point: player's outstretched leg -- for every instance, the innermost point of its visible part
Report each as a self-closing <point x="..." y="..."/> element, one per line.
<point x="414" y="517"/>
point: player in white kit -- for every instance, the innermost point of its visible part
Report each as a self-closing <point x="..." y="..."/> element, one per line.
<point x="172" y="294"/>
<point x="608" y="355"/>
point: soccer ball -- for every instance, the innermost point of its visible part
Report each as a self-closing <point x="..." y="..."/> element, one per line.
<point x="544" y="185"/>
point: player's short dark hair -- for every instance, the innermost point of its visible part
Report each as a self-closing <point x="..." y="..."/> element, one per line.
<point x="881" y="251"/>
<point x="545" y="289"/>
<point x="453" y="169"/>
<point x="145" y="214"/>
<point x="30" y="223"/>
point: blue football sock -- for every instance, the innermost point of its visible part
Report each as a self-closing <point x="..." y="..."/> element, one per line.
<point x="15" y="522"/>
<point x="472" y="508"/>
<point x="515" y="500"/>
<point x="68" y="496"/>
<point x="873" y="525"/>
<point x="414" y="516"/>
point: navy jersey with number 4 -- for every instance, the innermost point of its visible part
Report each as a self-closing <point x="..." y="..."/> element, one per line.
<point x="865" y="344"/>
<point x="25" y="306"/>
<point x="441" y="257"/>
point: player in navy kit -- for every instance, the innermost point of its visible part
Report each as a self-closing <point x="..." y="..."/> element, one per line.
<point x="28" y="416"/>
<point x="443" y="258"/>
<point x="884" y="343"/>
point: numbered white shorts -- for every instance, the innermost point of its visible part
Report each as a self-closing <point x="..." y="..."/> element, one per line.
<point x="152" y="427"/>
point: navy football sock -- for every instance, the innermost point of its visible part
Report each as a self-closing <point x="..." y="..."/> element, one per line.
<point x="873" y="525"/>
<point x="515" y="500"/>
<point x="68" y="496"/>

++++++++++

Rewrite the material from the line containing "point: numbered white" through the end, changing "football sock" to "soccer sock" and keeping everything else the same.

Solution for this task
point: numbered white shorts -- for every instance, the innermost point of its visible part
Report each as a self-closing <point x="..." y="..."/> element, one per line.
<point x="152" y="427"/>
point: navy soccer sock -- for every instance, the innermost point of its visible part
Report each as a self-closing <point x="..." y="..."/> element, one per line.
<point x="873" y="525"/>
<point x="515" y="500"/>
<point x="68" y="496"/>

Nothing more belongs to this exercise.